Records shown START

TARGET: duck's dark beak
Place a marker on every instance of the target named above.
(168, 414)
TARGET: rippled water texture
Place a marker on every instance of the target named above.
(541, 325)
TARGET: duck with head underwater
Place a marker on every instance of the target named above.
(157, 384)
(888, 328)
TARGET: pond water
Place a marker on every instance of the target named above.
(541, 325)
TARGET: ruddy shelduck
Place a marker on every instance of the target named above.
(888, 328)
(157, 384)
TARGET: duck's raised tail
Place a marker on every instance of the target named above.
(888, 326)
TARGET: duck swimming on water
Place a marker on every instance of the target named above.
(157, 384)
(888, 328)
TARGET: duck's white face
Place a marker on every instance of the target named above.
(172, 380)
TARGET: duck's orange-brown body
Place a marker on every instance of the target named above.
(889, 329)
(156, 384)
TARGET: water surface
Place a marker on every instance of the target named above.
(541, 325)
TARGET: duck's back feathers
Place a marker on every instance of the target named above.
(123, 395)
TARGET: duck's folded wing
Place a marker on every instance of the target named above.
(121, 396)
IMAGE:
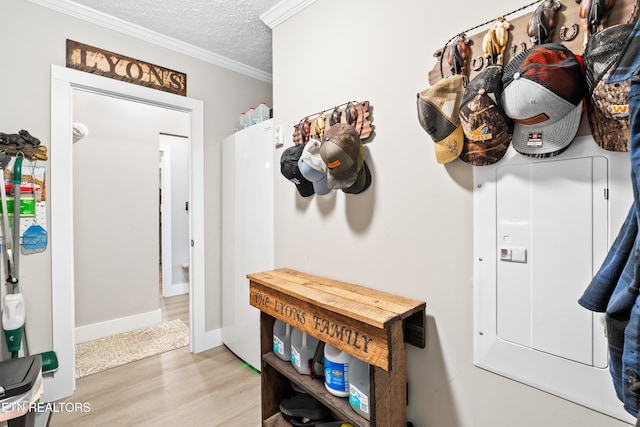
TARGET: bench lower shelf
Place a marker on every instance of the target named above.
(339, 406)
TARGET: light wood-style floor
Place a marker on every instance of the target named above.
(176, 388)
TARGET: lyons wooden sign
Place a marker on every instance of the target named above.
(108, 64)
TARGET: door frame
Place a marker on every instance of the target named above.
(169, 289)
(63, 82)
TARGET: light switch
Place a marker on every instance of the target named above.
(513, 254)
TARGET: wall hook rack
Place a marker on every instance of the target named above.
(355, 113)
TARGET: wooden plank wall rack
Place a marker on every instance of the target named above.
(368, 324)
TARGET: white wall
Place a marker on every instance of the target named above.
(34, 37)
(411, 232)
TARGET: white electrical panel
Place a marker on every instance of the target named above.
(542, 228)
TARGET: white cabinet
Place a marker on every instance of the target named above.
(247, 232)
(542, 228)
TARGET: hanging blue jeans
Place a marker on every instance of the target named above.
(615, 287)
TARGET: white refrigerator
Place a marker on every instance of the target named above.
(247, 232)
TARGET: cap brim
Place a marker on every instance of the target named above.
(484, 154)
(305, 188)
(320, 187)
(549, 140)
(449, 148)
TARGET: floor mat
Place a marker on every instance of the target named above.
(106, 353)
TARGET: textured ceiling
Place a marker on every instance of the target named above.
(229, 28)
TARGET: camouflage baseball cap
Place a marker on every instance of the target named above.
(438, 114)
(607, 103)
(485, 126)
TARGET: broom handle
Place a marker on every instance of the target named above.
(17, 182)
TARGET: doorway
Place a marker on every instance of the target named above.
(63, 83)
(174, 215)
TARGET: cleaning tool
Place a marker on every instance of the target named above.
(12, 241)
(35, 237)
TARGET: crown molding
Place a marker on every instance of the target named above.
(283, 11)
(86, 14)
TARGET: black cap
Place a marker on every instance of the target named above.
(289, 169)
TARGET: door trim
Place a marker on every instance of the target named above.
(63, 82)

Records shown END

§ **Problem statement**: Exact repetition of each line above is expected; images are to be omitted.

§ **Exercise result**:
TARGET: duck's dark beak
Place a marker on every instance of the target named above.
(168, 414)
TARGET: rippled water texture
Place a marker on every instance of the target named above.
(541, 325)
TARGET: duck with head underwater
Place a marker on every instance of the target named above.
(157, 384)
(888, 328)
TARGET: pond water
Place a marker on every instance of the target named above.
(541, 325)
TARGET: ruddy shelduck
Place a marker on every instance of the target named above.
(888, 328)
(157, 384)
TARGET: duck's raised tail
Place a marker on every instance of the target named above.
(888, 326)
TARGET: duck swimming on water
Place a marker on every instance of the target named above.
(157, 384)
(888, 328)
TARGET: duck's white face
Place a marker on every instance of the target named above.
(172, 380)
TARGET: duck's orange-brown body
Place a marker on every instance of the target named above.
(889, 329)
(156, 384)
TARGET: water surface
Place a marker on every instance of the target named above.
(541, 325)
TARGET: duck's back feathers
Place a marker on every instance of the target named above.
(123, 395)
TARGET: duck's folded wing
Place a marker on every instance of the target named above.
(121, 396)
IMAGE:
TARGET: bench lower shelf
Place a marker on every instance of the target named above.
(339, 406)
TARGET: light wood-style floor
Place a marker on every instance of the target named above.
(176, 388)
TARGET: lyons wooden sign
Place a marker on every instance of the target named above.
(108, 64)
TARGET: door frame
Place a marker on every instance of the target named above.
(169, 289)
(63, 82)
TARGET: light switch
Place a marker on every instance of the target named above.
(513, 254)
TARGET: wall hook rack
Place a marker on every instance of the target named above.
(355, 113)
TARGET: wooden plank wall rack
Place a marker on every instance of the target named above.
(368, 324)
TARGET: white wall
Place a marker on every instance of the target named above.
(34, 37)
(411, 232)
TARGET: white electrical panel
Place a marker on every instance of the target named above.
(542, 228)
TARGET: white cabinet
Place a marker on every instance of the target named above.
(247, 232)
(542, 228)
TARGET: hanging blue jeans
Place a marker on every instance of the target named above.
(615, 287)
TARGET: white refrigerator
Place a marker on every instance of the target named above.
(247, 232)
TARGET: cap brim
Place a marker on every instance of the target named above.
(484, 154)
(305, 188)
(320, 187)
(549, 140)
(449, 148)
TARGET: floor mat
Place a marker on every instance of the target named above.
(106, 353)
TARGET: textured ceiling
Place a marker on every instance of the target named above.
(229, 28)
TARGET: camouflage baseball cap
Place a marker on every instance of the target named above.
(438, 114)
(607, 103)
(485, 126)
TARGET: broom handle
Place a marker on every instance of the target named above.
(17, 182)
TARGET: doorway
Place a marker on every instance of the target named above.
(63, 83)
(174, 215)
TARGET: cleaning tool
Place a marker on every instance of the target named above.
(12, 241)
(35, 237)
TARGET: crown molding
Place a marker on every instance of the target named above.
(283, 11)
(86, 14)
TARGET: black cap
Place a marker on every instance of the target named above.
(289, 169)
TARGET: door trim
Place a marker on every instance of the target named above.
(63, 82)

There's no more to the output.